Algonquin History called the Walam Olum is Derived from Ancient Hebrew Language

Algonquin  History, called the Walam Olum is Derived from Ancient Hebrew Language



Pictograph from the Walam Olum. Olum means " a cycle of events" but is also tied in with the giant race. What a strange coincidence that the Delware Indians used the word in the same context.


History, Manners and Customs of Indian Nations
Who Once Inhabited Pennsylvania and the Neighboring States by John Heckwelder 1876
      Colonel John Gibson however, a gentleman who has a thorough knowledge of the Indians, and speaks several of their languages, is of opinion that they were not called Talligewi, but Alligewi, and it would seem that he is right, from the traces of their name which still remain in the country, the Allegheny river and mountains having indubitably been named after them. The Delewares still call the former Alligewi Sipu, the River of the Alligewi. We have adopted, I know not for what reason, its Iroquois name, Ohio, which the French had literally translated into La Belle Riviere, The Beautiful River. A branch of it, however, still retains the ancient name Allegheny.
     Many wonderful things are told of this famous people. They are said to have been remarkably tall and stout, and there is a tradition that there were giants among them, people of a much larger size than the tallest of the Lenape.



"Walam Olum," What does it mean?


Isis Unveiled: A master key to the mysteries of the ancient and modern science and theology by H.P. Blavatsky


"Shem, in the tenth chapter of Genesis is made the father of all the children of Eber, or Elam (Oulam or Eilam), and Ashur (Assur or Assyria). The "nephelim," or fallen men, Gebers, mighty men spoken of in Genesis (v1. 4), come from Oulam, "men of Shem."...


"Elam, another of the sons of Shem, is Oulam and refers to an order or cycle of events. In Ecclesiates iii. 11, it is termed "world." In Exekiel xxxvi. 20 "of old time." In Genesis 111. 22, the word stands as "forever"; and in chapter ix. 4, in the following words: "there were nephelim (giants, fallen men, or Titans) on the earth." The word is synonymous with AEon. In Proverbs viii. 23, it reads: "I was effused from Oulam, from Ras (wisdom). By this sentence, the wise king-kabalist refers to one of the mysteries of the human spirit-- the immortal crown of the man-trinity."

Requirement 1:
Answer these from the Walam Olum text:
(a) In Colonel John Gibson's view, what were these people really called?
(b) What name did the French give the Ohio river?
(c) What does "Olum" mean, according to the caption under the pictograph?
Requirement 2:
Does the Walam Olum text support each statement? Answer yes or no, and quote the words that decide it.
(a) The people were said to be short and slight.
(b) Ohio is the Iroquois name for the river.
(c) In Ecclesiastes iii. 11, the word is rendered "forever."
Use only the Walam Olum text to answer.

Record set:
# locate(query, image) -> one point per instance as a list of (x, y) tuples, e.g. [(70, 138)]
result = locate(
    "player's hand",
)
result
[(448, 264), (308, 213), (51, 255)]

Solution 1:
(a) Alligewi
(b) La Belle Riviere (The Beautiful River)
(c) "a cycle of events"

Solution 2:
(a) No: "They are said to have been remarkably tall and stout"
(b) Yes: "We have adopted, I know not for what reason, its Iroquois name, Ohio"
(c) No: "In Ecclesiates iii. 11, it is termed "world.""